TEXT SHOWN
In addition to my studies on the environmental history of marine mammals in the Caribbean, I have also studied the fate of other species such as the pearl-oyster mussel in that region.

Example:

Romero, A. 2003. Death and taxes: The case of the depletion of pearl oyster beds in sixteenth-century Venezuela. Conservation Biology 17(4):1-12.

Abstract 

Historical ecology is a growing field whose results and interpretations not only help to understand past patterns of resource exploitation but also provide useful tools in conservation biology and resource management.  Many of these studies rely on paleontological and archeological information but with little precise data on both the intensity of the exploitation and the biology of the species involved.  Further, many of these studies are devoid of the social and political contexts, which can help to better interpret the pattern of exploitation.  I report here the depletion of the pearl-oyster (Pinctada imbricata) beds off the coast of Cubagua, Venezuela, in the 16th. century and its replacement by the turkey-wing mussel (Arca zebra).  To that end, I synthesized the historical events as well as the economic and political background that led to that depletion.  Then, based on historical tax documents, I made a conservative estimation of the level of exploitation.  I used the natural history of both species of mollusks to reconstruct not only the pattern of exploitation of the pearl oyster but also the ecological factors that may have influenced its replacement by the turkey-wing mussel.  Also, I point out the population ecology consequences of this overexploitation and what it meant to the indigenous populations for that area of the world.  I found that tax records are extremely useful in describing the causes and consequences of overexploitation and that these records can be very useful in studying post-Columbian ecological impacts in the Americas.

WORK INSTRUCTION
Repeat the text on pearl-oyster beds starting at "In addition to" and ending at "Conservation Biology 17(4):1-12.", swapping "region" for "area".

PROVIDED INFORMATION
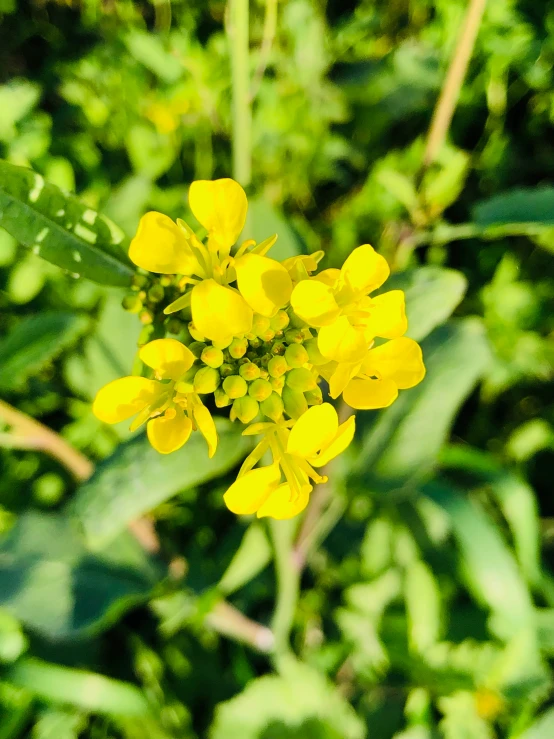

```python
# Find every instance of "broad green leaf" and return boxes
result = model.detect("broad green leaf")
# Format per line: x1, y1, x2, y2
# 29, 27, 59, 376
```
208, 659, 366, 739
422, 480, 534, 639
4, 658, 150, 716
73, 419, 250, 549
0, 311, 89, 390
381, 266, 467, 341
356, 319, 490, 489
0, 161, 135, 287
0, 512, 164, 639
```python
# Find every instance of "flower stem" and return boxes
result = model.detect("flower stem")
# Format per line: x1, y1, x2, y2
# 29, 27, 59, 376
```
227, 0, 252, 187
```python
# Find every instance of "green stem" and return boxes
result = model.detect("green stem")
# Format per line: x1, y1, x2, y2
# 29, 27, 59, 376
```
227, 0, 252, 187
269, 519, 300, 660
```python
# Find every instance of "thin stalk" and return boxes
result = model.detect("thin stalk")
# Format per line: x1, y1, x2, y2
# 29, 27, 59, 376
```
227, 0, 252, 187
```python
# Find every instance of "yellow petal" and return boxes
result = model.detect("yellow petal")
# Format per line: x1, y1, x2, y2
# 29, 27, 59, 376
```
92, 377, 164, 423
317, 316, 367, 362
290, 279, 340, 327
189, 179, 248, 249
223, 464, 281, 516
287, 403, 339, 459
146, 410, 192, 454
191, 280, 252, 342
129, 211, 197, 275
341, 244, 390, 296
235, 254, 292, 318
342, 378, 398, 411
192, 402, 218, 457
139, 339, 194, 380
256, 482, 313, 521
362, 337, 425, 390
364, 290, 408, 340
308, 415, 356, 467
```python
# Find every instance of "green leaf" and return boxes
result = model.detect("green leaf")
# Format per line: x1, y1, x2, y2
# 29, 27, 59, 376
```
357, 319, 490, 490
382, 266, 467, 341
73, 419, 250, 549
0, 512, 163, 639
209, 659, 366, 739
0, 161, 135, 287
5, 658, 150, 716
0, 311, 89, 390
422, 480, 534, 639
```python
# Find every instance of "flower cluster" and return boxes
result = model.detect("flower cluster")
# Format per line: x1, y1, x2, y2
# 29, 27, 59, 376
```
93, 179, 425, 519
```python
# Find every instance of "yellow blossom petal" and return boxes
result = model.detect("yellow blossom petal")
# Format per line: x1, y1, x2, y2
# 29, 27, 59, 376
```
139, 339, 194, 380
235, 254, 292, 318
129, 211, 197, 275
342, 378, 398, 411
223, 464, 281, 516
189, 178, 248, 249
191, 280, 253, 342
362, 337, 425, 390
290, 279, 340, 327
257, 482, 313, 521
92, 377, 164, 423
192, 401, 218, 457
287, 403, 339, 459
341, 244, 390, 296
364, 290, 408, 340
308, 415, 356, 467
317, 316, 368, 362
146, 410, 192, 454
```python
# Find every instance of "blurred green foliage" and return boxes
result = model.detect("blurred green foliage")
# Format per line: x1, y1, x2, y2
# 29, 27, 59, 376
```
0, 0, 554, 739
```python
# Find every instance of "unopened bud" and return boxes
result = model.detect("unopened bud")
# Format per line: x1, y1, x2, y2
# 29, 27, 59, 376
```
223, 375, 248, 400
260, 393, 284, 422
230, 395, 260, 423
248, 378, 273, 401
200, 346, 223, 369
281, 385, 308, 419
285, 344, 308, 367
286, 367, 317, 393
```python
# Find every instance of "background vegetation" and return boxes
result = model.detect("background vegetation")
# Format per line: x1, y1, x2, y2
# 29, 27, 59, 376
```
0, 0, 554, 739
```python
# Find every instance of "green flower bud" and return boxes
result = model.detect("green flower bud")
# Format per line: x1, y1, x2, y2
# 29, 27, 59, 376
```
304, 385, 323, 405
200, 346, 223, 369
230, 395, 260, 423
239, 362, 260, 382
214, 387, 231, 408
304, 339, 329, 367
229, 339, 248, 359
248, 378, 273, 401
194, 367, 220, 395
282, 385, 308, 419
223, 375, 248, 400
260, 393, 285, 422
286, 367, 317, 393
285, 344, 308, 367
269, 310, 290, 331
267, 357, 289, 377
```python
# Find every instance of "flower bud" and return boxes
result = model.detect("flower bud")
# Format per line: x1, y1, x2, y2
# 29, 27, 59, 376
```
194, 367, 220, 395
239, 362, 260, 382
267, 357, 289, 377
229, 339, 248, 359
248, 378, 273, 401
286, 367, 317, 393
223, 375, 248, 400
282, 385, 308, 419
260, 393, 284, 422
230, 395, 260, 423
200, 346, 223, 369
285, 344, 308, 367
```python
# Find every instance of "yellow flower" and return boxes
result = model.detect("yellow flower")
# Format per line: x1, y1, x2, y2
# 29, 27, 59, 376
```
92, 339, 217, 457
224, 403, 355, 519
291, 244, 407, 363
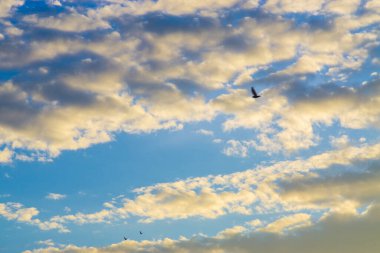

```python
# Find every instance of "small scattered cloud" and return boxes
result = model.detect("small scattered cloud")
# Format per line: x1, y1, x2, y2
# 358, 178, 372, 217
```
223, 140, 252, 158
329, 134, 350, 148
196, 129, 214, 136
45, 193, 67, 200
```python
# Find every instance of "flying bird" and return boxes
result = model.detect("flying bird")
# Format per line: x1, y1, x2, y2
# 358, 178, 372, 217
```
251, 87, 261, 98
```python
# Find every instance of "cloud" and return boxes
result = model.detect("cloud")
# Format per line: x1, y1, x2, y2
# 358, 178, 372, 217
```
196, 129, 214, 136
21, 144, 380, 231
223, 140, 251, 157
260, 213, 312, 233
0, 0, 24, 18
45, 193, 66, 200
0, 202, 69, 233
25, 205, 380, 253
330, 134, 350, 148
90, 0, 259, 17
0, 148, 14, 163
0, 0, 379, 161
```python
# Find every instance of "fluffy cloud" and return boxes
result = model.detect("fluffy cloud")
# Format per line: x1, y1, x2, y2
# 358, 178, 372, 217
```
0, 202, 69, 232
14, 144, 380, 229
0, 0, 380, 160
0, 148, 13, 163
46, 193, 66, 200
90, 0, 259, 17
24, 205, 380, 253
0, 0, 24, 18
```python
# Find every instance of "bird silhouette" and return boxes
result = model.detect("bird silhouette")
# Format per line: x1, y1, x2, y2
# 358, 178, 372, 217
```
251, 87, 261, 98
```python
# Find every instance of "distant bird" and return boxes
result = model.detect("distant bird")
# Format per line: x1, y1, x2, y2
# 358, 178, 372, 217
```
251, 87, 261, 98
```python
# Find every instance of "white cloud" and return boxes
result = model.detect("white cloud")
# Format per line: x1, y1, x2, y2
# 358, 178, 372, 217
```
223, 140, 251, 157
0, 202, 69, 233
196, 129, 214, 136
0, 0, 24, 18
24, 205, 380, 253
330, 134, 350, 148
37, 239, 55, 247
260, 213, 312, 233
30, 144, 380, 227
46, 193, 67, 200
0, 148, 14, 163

WRITTEN ANSWER
In addition to my studies on the environmental history of marine mammals in the Caribbean, I have also studied the fate of other species such as the pearl-oyster mussel in that area.

Example:

Romero, A. 2003. Death and taxes: The case of the depletion of pearl oyster beds in sixteenth-century Venezuela. Conservation Biology 17(4):1-12.